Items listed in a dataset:
++++
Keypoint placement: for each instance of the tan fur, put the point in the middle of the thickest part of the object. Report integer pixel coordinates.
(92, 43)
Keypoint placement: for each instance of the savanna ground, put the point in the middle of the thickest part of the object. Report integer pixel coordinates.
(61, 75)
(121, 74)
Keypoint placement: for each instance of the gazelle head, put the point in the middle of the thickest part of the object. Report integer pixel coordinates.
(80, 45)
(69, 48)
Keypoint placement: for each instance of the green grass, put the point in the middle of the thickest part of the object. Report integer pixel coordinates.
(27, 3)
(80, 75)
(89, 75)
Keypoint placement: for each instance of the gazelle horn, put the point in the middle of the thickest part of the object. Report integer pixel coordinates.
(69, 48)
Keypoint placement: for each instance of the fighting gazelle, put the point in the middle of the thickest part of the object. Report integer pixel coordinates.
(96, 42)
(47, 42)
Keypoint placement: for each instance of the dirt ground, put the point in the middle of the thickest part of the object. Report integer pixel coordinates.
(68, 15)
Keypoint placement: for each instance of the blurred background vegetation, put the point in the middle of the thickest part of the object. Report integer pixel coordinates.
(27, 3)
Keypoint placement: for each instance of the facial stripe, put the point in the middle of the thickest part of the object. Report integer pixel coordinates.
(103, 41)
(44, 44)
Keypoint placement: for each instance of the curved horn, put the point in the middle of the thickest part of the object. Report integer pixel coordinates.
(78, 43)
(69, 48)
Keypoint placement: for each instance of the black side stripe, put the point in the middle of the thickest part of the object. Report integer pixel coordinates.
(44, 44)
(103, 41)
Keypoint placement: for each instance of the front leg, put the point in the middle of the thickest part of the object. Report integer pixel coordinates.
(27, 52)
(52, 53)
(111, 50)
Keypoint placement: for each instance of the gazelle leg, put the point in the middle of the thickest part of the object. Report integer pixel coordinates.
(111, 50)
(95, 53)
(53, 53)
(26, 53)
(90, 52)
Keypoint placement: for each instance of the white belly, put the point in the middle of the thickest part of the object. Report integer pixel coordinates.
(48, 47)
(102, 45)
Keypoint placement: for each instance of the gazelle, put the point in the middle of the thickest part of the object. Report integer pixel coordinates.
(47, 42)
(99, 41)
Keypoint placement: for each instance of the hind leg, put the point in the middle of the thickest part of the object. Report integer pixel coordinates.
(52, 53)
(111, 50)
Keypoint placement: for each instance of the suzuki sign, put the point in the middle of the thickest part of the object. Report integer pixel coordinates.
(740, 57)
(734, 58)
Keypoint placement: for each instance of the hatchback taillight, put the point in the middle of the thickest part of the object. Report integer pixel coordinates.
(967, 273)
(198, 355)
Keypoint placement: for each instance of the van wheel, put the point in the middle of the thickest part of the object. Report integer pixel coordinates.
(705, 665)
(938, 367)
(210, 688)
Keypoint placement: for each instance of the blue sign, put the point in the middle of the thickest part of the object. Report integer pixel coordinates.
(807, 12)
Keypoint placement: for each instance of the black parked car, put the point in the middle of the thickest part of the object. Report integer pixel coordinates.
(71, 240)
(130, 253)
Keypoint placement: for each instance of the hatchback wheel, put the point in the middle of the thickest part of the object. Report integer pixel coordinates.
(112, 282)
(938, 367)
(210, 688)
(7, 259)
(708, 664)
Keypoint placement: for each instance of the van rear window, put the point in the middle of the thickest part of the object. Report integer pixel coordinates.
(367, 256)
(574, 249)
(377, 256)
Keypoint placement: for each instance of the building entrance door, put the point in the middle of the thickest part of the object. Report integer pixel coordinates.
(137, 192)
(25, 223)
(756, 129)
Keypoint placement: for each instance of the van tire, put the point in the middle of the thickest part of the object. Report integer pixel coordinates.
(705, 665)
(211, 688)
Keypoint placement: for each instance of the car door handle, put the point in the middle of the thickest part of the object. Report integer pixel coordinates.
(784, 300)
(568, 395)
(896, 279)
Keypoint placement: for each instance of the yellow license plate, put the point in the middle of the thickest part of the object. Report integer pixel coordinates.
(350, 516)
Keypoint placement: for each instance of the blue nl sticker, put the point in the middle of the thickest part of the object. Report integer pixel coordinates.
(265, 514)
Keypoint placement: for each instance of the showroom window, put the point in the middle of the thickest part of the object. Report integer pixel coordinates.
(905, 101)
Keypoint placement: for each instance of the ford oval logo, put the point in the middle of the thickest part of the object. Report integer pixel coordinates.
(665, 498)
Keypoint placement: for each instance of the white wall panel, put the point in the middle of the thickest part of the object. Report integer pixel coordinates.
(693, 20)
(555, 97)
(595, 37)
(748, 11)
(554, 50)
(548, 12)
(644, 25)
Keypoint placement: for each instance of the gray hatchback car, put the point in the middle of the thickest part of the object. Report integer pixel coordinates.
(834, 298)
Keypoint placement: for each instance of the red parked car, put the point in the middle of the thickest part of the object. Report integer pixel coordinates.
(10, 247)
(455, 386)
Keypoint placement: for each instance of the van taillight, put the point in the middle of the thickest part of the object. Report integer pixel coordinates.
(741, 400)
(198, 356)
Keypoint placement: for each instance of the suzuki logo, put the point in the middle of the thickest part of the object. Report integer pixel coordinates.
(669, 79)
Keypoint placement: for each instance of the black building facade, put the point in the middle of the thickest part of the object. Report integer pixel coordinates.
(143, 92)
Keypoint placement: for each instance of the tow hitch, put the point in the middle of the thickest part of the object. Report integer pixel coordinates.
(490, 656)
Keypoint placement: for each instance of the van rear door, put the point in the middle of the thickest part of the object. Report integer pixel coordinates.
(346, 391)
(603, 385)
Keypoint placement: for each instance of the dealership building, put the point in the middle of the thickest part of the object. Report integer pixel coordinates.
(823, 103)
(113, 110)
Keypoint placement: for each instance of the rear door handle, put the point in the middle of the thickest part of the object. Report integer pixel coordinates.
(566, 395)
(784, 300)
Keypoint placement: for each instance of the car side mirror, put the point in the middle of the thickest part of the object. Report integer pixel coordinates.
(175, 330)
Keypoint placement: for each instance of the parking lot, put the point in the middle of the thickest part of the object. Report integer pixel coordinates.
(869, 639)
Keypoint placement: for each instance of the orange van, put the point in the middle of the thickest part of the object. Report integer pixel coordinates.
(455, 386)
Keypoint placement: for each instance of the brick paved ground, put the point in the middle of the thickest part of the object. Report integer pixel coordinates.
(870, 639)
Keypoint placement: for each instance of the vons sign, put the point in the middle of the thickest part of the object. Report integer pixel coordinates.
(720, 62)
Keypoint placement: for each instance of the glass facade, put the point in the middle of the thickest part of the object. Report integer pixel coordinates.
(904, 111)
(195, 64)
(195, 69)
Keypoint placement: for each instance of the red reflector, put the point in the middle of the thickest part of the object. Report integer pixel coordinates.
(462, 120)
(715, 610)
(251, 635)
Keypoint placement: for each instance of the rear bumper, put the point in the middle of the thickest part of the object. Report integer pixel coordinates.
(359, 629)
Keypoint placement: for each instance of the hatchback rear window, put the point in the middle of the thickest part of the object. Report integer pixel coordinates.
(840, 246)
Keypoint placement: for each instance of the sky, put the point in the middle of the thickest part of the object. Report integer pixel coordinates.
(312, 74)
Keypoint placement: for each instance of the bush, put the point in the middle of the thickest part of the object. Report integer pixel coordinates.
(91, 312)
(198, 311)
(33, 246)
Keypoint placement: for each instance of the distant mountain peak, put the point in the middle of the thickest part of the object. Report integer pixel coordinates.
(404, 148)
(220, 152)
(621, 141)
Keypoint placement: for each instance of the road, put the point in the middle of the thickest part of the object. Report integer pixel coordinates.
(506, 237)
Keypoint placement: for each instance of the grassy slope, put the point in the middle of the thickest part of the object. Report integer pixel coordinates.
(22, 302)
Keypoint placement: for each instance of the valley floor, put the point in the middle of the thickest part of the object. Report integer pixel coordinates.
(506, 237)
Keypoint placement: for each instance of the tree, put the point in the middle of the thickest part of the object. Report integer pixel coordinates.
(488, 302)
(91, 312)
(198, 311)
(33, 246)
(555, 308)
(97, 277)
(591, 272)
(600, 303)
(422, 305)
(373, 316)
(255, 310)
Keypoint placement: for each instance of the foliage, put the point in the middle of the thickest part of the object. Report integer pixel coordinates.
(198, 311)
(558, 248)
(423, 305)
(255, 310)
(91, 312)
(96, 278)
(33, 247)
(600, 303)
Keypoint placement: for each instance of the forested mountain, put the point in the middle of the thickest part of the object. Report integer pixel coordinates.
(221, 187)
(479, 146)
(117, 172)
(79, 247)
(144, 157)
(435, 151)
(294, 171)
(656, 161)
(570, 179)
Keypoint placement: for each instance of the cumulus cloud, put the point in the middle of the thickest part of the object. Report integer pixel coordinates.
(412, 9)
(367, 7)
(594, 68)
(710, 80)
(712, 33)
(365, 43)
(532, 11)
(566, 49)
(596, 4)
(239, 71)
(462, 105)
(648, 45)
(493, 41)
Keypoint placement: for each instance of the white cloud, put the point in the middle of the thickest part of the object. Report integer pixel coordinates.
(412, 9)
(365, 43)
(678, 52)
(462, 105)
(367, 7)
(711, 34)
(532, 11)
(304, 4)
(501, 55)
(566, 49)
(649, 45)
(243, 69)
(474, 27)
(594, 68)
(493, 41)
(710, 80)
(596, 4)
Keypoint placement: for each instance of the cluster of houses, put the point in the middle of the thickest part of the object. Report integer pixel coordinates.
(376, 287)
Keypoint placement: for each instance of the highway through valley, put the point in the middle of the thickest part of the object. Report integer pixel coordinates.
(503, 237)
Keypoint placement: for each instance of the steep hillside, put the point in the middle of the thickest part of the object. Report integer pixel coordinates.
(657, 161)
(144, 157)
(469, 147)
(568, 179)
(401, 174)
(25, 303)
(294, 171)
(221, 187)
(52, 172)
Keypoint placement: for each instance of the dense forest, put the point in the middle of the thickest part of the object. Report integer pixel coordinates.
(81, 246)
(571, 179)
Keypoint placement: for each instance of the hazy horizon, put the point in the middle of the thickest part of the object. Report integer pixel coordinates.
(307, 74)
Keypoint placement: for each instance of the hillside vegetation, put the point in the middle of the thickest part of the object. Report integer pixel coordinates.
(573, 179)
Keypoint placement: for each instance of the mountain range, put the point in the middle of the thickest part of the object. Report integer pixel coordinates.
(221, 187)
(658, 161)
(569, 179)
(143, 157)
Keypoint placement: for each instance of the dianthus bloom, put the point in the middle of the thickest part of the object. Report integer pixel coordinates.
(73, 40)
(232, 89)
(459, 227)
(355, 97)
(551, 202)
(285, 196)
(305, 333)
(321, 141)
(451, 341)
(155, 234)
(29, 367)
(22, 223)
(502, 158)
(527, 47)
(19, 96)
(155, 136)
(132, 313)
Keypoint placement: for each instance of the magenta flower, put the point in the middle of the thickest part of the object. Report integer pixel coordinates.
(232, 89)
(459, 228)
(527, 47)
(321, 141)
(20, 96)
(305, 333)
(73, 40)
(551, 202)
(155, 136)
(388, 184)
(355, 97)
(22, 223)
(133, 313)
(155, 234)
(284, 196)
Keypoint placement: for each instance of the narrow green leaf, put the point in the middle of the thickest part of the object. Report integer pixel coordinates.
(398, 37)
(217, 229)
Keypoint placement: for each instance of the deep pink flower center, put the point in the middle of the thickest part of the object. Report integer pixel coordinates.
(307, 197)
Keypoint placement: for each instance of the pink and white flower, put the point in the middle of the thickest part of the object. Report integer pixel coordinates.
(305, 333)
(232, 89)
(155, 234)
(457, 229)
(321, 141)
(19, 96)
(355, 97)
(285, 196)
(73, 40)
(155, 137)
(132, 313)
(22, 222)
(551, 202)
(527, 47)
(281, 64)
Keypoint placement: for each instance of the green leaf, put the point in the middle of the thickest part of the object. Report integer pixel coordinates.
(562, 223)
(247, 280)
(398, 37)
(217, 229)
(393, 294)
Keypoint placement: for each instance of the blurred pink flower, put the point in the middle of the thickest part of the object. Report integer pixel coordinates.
++++
What you will do:
Only the lines from the one containing "Keypoint placement: for each instance of the deep" through the end of the entries above belong in the answer; repeat them exactly.

The output:
Keypoint placement: for each instance of the deep pink flower center, put the point in the middle of the thickest part of the object. Report integer pixel coordinates.
(307, 197)
Keypoint placement: for each instance of the pink and white flower, put the point in the middle of the thickest part of the object. Report integer pixel coordinates.
(305, 333)
(232, 89)
(155, 234)
(457, 229)
(321, 141)
(19, 96)
(355, 97)
(285, 196)
(73, 40)
(155, 137)
(132, 313)
(22, 222)
(551, 202)
(527, 47)
(281, 64)
Keypoint placement: for each instance of the green leaf, put the point in the middle of the thickest part of the object. Report integer pixel coordinates.
(562, 223)
(247, 280)
(398, 37)
(217, 229)
(393, 294)
Keypoint placement: for each instance of the blurred pink flower, put the point in the middle of the thickest part of the object. Report integer pixel coordinates.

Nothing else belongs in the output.